Texto de lectura ::
Zew, los mundos que se encuentran               7 puntos

Argentina, 2022

Dirección y guion: Irene Kuten

Duración: 71 minutos

Música: Federico Mizrahi

Estreno exclusivamente en cine Gaumont, todos los días a las 18.45.

“Estoy aprendiendo magia para contarles historias a mis nietos, porque los trucos de magia te permiten contar historias”, dice Zew. A punto de cumplir 80, tiene un montón de historias para contar. Como el hecho de haber nacido en la isla de Rodas, cuando sus padres, huyendo del nazismo, estaban en viaje de Polonia a Palestina. De haberse criado en un campo de prisioneros en Italia y haber viajado después por toda Europa con ellos, en busca de un lugar donde instalarse. Como para tantos emigrantes europeos, ese lugar se llamó Buenos Aires. Zew ayudaba al padre en un negocio de telas en el Once cuando llegó un vendedor de libros con los 22 tomos de las Obras completas de Freud, en la traducción de López Ballesteros. Zew se fascinó, estudió Medicina, se especializó en Psiquiatría… Hoy recuerda, porque “el olvido es la desvitalización”. Y si algo tiene Zew (José, en Argentina) es una vitalidad como de 20 años: no se dedica solo a recordar, sino a vivir el presente con intensidad.

Pero Zew no es el único inmigrante que aparece en el documental que lleva su nombre, y que narra, a través de su historia y la de otros migrantes venidos de lejos, una parte fundamental de la historia Argentina en el siglo XX. En Zew, la película (no sabemos si fue así “en realidad”, o si fue montado ad hoc), José cruza su camino con un tintorero japonés, un grupo de inmigrantes egipcios (en Italia), el dueño de un restorán de comida rusa y su peluquero uruguayo. Todos están agradecidos a un país de puertas abiertas. Y cerradas, a veces: colateralmente se filtra la mención a un amigo que en 1976 debió exilarse. Zew es también una historia de generaciones: la película está dirigida por la hija de José, y la nieta construye, a lo largo de ella, maquetas alusivas a la historia de los abuelos (la abuela tiene un rol algo más acotado; un poco más de participación no hubiera estado mal) y, sobre un mapa, los trayectos del abuelo y los bisabuelos a través de Europa, durante la guerra y después. Junto a sus hermanos asisten además, encantados, a la sesión de magia final de José, que hace salir previsiblemente de su galera una bandada de mariposas animadas.

Trabajo a realizar ::
1. Indica si cada afirmación concuerda con la reseña. Responde sí o no y cita las palabras de la reseña que lo deciden.
(a) Zew nació en Polonia.
(b) La película dura 71 minutos.
(c) La película está dirigida por la nieta de José.
2. Responde según la reseña:
(a) ¿En qué traducción estaban las Obras completas de Freud que trajo el vendedor de libros?
(b) ¿De qué nacionalidad es el peluquero de José?
(c) ¿Qué hace salir José de su galera en la sesión de magia final?

Datos proporcionados ::

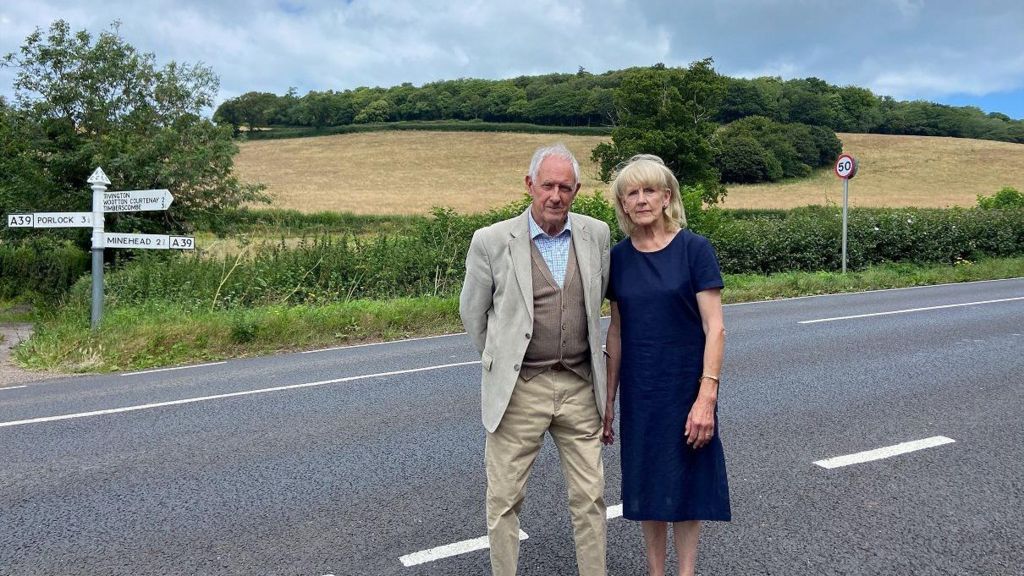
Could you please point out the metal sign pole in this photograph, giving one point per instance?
(846, 197)
(99, 182)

Respuestas numeradas ::
1.
(a) No: "haber nacido en la isla de Rodas".
(b) Sí: "Duración: 71 minutos".
(c) No: "la película está dirigida por la hija de José".

2.
(a) En la traducción de López Ballesteros.
(b) Uruguayo.
(c) Una bandada de mariposas animadas.